Reading text:
________________________________________
Oh the bigger collectors didnt hurt power from the Hedmens either, :poke:
 
I'd love to see a chart comparing HP & TQ readings with the TTIs and the Hedmans (on the same chart) and see if they paralleled up to a certain range or not.
 
TQ was down throughout the range, The hedmans were better on TQ even at 3500 which this engine will likely never see under race condition.
 
FWIW, some general rules of of thumbs regarding headers.

1. The tube diameter determines the rpm of the torque peak. Larger diameter higher rpm for the peak.

2. the length of the tubes determines the torque shape on either side of the peak. Longer tubes favors the torque belwo the peak and shorter tubes above.

3. The collector diameter is the same as tube diameter. Collector has the same impact as tube length.

The impact of Tri-Y and step tube designs is greatly influenced by other parameters in the combination. They could help the mid range or not have any significant impact.
 
Stepped headers are a compromise. This is a known. Now it's shown.
Oh, almost forgot, DLI even complanes about tubes being to long on OOTB headers. That in itself should be telling you something.

Good notes DGC333
 
bla bla bla.. all i know is my car runs better with the tti's then it did with the headmans... different combos require different headders.. big deal.. i do know i have yet to scrape my tti's on the street, yet to burn a plug wire on #5 or #7 cyl., can get #5 and #7 plugs out with eas even when the motor is hot. can get my starter out with no problem and don't hvae aby leaks.... so i'll keep my tti's.
 
Stepped headers are a compromise. This is a known. Now it's shown.
________________________________________
Exercise instructions:
1. Based on the header discussion, mark each statement yes or no and quote the words that settle it: (a) A larger tube diameter puts the torque peak at a higher rpm. (b) Shorter tubes favor the torque below the peak. (c) The poster keeping the TTIs has scraped them on the street.
2. Carry the header discussion forward from its last post.
The lines after this aren't needed for anything here.
________________________________________
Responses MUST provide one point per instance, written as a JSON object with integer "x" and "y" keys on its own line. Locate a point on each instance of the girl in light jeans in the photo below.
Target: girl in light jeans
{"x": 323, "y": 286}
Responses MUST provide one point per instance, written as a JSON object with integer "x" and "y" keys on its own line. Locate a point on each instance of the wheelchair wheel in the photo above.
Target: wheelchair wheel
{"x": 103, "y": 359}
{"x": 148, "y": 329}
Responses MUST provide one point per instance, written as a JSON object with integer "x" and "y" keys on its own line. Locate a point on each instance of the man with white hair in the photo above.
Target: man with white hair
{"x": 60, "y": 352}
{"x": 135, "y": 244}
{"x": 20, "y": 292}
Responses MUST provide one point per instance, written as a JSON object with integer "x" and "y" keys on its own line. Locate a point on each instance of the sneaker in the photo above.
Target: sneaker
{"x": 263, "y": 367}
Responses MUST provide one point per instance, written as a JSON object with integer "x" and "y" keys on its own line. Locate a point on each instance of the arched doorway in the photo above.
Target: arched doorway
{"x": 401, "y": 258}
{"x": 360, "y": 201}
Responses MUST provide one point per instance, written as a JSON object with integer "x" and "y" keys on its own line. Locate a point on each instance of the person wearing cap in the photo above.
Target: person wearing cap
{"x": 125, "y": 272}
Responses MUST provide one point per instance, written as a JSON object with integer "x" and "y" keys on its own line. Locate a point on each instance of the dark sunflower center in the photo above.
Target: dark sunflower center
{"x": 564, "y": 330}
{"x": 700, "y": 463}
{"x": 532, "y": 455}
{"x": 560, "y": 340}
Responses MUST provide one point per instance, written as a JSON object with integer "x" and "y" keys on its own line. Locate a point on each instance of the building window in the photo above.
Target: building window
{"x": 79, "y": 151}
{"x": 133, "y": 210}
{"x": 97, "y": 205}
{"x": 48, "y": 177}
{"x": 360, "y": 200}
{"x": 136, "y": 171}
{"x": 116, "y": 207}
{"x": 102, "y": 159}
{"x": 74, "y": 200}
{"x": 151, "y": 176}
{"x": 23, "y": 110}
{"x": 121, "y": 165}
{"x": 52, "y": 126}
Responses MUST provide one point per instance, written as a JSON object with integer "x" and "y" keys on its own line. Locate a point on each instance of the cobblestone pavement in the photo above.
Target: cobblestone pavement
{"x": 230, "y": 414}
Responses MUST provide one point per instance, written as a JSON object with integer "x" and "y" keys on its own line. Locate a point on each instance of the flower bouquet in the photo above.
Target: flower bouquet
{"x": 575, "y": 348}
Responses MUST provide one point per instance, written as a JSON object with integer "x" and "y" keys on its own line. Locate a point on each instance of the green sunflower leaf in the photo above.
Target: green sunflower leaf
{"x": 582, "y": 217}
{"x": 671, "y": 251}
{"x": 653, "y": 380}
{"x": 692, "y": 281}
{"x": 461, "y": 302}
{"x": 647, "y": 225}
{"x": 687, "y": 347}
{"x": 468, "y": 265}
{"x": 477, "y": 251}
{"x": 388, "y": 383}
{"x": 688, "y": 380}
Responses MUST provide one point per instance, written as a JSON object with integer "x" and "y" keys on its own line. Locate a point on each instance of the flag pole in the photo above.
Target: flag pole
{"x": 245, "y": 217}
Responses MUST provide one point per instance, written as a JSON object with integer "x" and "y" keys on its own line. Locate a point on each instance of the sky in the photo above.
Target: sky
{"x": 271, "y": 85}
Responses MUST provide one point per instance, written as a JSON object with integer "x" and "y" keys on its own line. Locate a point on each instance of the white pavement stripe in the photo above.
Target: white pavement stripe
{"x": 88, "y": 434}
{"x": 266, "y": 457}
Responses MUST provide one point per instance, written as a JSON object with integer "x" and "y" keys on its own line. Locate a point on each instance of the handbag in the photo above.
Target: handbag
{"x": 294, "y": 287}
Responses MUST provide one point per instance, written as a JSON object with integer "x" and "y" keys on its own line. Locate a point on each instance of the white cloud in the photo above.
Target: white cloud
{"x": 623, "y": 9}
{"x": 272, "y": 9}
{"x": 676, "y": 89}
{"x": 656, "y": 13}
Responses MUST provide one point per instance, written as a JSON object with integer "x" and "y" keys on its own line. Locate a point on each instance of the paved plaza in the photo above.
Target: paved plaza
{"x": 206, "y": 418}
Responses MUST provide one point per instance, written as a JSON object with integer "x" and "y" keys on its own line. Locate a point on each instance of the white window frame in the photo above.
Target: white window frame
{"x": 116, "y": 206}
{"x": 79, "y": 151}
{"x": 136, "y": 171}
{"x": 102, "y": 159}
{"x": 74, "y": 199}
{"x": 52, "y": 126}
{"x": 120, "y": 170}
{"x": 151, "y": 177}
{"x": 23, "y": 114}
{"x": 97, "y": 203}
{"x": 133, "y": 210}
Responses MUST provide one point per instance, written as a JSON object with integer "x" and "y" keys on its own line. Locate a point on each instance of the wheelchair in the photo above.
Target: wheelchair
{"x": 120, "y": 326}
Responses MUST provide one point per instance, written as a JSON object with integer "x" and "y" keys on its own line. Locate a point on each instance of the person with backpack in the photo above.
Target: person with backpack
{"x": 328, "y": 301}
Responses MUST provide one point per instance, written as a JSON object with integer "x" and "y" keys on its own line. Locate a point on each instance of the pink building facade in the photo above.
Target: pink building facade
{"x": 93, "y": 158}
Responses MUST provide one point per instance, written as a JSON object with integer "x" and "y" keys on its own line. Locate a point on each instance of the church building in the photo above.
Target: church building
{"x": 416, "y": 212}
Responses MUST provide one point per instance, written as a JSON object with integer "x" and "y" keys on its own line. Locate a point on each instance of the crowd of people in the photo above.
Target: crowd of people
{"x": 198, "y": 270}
________________________________________
Results:
1.
(a) Yes: "Larger diameter higher rpm for the peak."
(b) No: "Longer tubes favors the torque belwo the peak and shorter tubes above."
(c) No: "i do know i have yet to scrape my tti's on the street"

2.
Oh, almost forgot, DLI even complanes about tubes being to long on OOTB headers. That in itself should be telling you something.

Good notes DGC333

The w-2 headers weren't stepped. It's 1 7/8 from the flange.

bla bla bla.. all i know is my car runs better with the tti's then it did with the headmans... different combos require different headders.. big deal.. i do know i have yet to scrape my tti's on the street, yet to burn a plug wire on #5 or #7 cyl., can get #5 and #7 plugs out with eas even when the motor is hot. can get my starter out with no problem and don't hvae aby leaks.... so i'll keep my tti's.

Yes, Joe on our 400hp rides it doesn't make much of a difference and teh headers are a big step up from stock as well. The cheap hedmans suck as well, along with most of the crappy fitting small tube headers.

This is the second engine that has shown a 30hp increase from changing from TTi's to either Hooker SC or Hedman race headers. The first was a 394 now this 416.
 
I think the main thing here is that the TTIs are street headers while the big tube Hookers and Hedmens are race headers.
 
Adam would you consider 1 7/8 w-2 flanged pieces street headers?

Because that's what they were, std TTi pieces for a SB. I think those are race oriented headers being that large on a SB.
 
The w-2 headers weren't stepped. It's 1 7/8 from the flange.
Yes, I know, I did see that. Actually, does Headman even make steped headers for W-2's? tti's are actually the only stepped header I've seen for the W-2.

Agreed! The tti's IMO, are very good on our rides, being street driven for the most part. The blow away the regular offerings in fit, finish, and power producing results.

Yo! Crackback, thanks for the link to the pulls. Those were very cool!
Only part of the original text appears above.